We estimated the linkage disequilibrium (LD) within the QTL regions, for SNP pairs separated by up-to 100 kb, using the r2 function in plink v1.9 [65]. The inflation factor (lambda) was computed as the ratio of the median of the observed Chi-squared test statistics to the expected value, in the absence of stratification (0.456) [66]. The proportion of the phenotypic variation explained by each SNP was calculated as:

$$ pve=\frac{mrss_{h0}-{mrss}_j}{mrss_{h0}} $$

where mrssh0 is the Mahalanobis total sum of squares, proportional to the variance of the data, and mrssj is the Mahalanobis residual sum of squares for marker j [61, 67, 68].

Analysis of the transcriptome sequence data

We investigated the host transcriptomic response to SAV3 infection by collecting the apex of the heart from six challenged fish at a moribund state during the early stage of the challenge (11 dpi) and six individuals that survived till the termination of the experiment (29 dpi). Heart rather than pancreas was chosen as the target tissue, as it is usually more damaged due to infection and it is less affected by cross-tissue contamination during sampling [12, 50]. The collected tissue samples were immediately immersed in RNALater (Ambion) and stored in − 20 °C. The Qiagen RNeasy Plus mini kit was used for extracting total RNA. Library preparation of and sequencing were performed by the Norwegian High-Throughput Sequencing Centre in Oslo, using the standard protocols outlined by Illumina (www.illumina.com). Sequencing was done on an Illumina HiSeq 4000 platform as paired-end (PE) 150 bp reads.

Extracted data entries
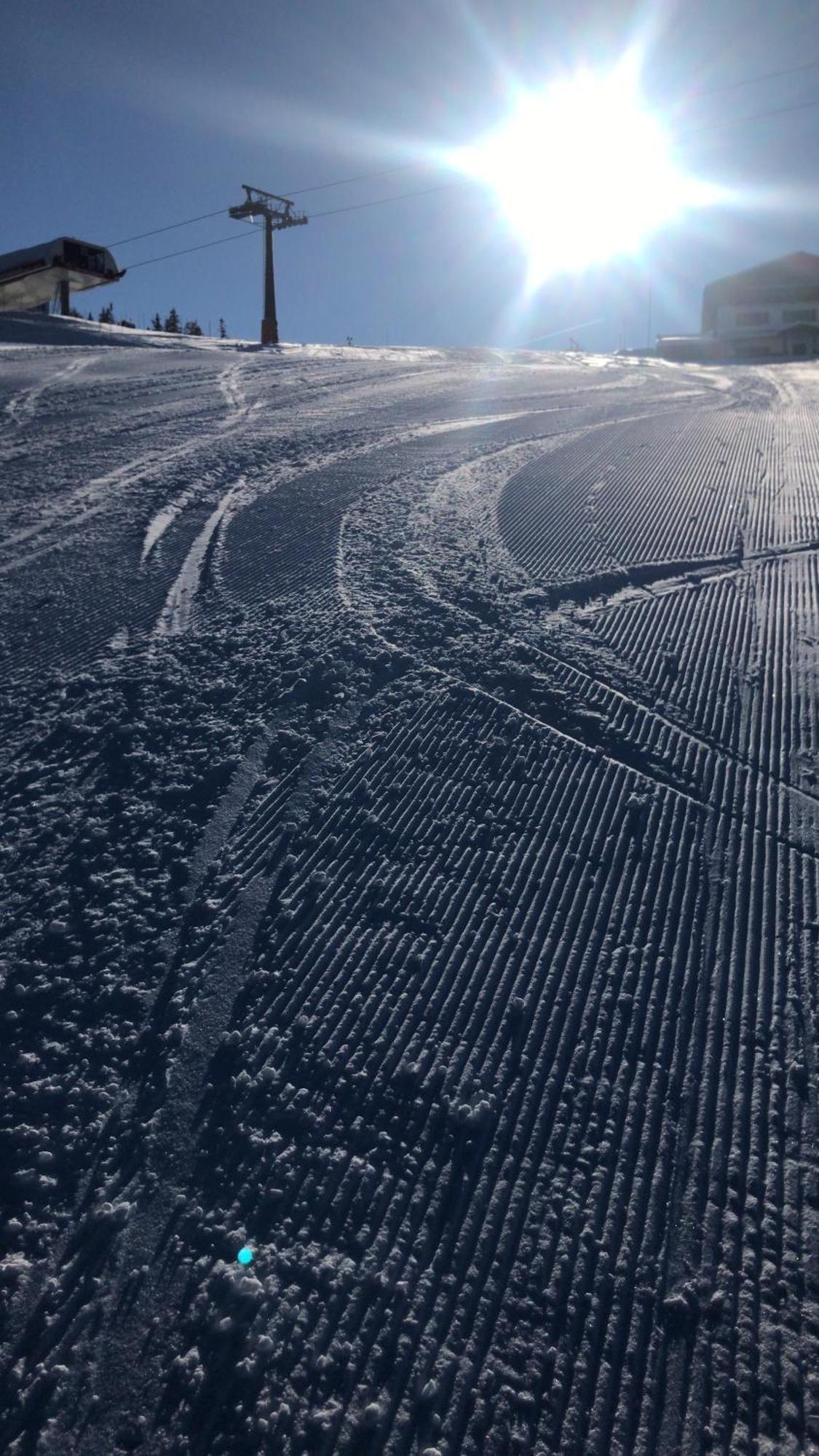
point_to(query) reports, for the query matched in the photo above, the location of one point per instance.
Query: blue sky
(122, 117)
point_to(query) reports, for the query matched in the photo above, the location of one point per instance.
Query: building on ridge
(765, 312)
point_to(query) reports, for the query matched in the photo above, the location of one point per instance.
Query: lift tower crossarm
(277, 213)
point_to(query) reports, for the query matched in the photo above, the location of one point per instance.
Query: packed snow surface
(410, 786)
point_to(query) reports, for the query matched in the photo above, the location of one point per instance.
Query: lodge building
(765, 312)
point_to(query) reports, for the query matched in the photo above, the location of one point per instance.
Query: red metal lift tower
(277, 213)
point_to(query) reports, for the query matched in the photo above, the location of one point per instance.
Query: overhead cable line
(221, 212)
(764, 76)
(366, 177)
(353, 207)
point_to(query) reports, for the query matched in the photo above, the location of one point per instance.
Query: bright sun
(582, 173)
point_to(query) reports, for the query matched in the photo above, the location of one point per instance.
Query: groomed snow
(410, 861)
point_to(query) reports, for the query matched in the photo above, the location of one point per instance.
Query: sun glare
(582, 173)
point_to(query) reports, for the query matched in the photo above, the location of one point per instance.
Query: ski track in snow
(422, 886)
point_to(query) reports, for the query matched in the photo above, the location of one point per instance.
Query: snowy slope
(410, 794)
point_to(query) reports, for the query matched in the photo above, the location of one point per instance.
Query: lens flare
(582, 173)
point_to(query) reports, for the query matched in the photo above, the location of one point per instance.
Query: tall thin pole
(270, 324)
(277, 212)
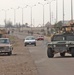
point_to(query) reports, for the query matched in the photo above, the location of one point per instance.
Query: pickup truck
(5, 46)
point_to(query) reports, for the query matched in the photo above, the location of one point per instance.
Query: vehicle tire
(50, 53)
(35, 44)
(72, 52)
(25, 45)
(62, 54)
(9, 53)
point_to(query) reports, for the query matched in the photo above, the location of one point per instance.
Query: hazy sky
(37, 11)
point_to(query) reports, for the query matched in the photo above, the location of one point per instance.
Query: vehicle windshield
(4, 41)
(58, 38)
(70, 38)
(30, 38)
(63, 38)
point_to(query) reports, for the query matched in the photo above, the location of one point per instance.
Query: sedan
(30, 40)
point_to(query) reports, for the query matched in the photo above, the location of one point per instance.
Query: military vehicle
(61, 43)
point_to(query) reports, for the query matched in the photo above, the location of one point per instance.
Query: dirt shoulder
(20, 62)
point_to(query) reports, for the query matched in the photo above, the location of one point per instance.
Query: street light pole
(63, 11)
(56, 11)
(43, 12)
(5, 16)
(14, 16)
(31, 15)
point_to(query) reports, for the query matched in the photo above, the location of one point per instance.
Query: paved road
(50, 66)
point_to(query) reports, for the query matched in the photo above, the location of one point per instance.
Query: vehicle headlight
(7, 48)
(54, 45)
(66, 45)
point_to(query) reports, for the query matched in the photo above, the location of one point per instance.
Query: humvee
(61, 43)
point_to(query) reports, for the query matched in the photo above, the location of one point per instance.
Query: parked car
(40, 37)
(30, 40)
(5, 46)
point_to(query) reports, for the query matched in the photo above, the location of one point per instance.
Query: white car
(30, 40)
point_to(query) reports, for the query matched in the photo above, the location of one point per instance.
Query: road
(50, 66)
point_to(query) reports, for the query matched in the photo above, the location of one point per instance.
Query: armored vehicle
(61, 43)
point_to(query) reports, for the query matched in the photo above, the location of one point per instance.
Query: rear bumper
(30, 43)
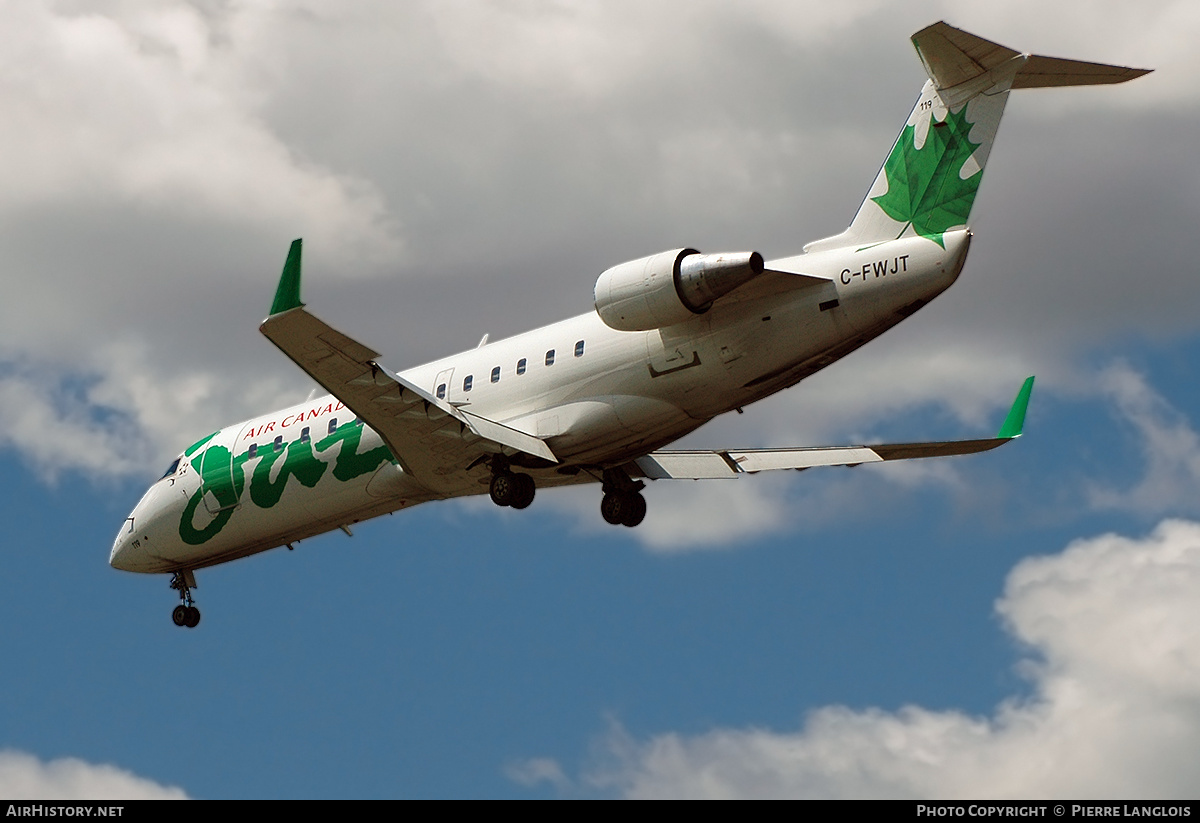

= The problem =
Reproduce the full methods passage on linkage disequilibrium and heart transcriptome sequencing, word for word. None of these items is required for what comes next.

= Solution to this task =
We estimated the linkage disequilibrium (LD) within the QTL regions, for SNP pairs separated by up-to 100 kb, using the r2 function in plink v1.9 [65]. The inflation factor (lambda) was computed as the ratio of the median of the observed Chi-squared test statistics to the expected value, in the absence of stratification (0.456) [66]. The proportion of the phenotypic variation explained by each SNP was calculated as:

$$ pve=\frac{mrss_{h0}-{mrss}_j}{mrss_{h0}} $$

where mrssh0 is the Mahalanobis total sum of squares, proportional to the variance of the data, and mrssj is the Mahalanobis residual sum of squares for marker j [61, 67, 68].

Analysis of the transcriptome sequence data

We investigated the host transcriptomic response to SAV3 infection by collecting the apex of the heart from six challenged fish at a moribund state during the early stage of the challenge (11 dpi) and six individuals that survived till the termination of the experiment (29 dpi). Heart rather than pancreas was chosen as the target tissue, as it is usually more damaged due to infection and it is less affected by cross-tissue contamination during sampling [12, 50]. The collected tissue samples were immediately immersed in RNALater (Ambion) and stored in − 20 °C. The Qiagen RNeasy Plus mini kit was used for extracting total RNA. Library preparation of and sequencing were performed by the Norwegian High-Throughput Sequencing Centre in Oslo, using the standard protocols outlined by Illumina (www.illumina.com). Sequencing was done on an Illumina HiSeq 4000 platform as paired-end (PE) 150 bp reads.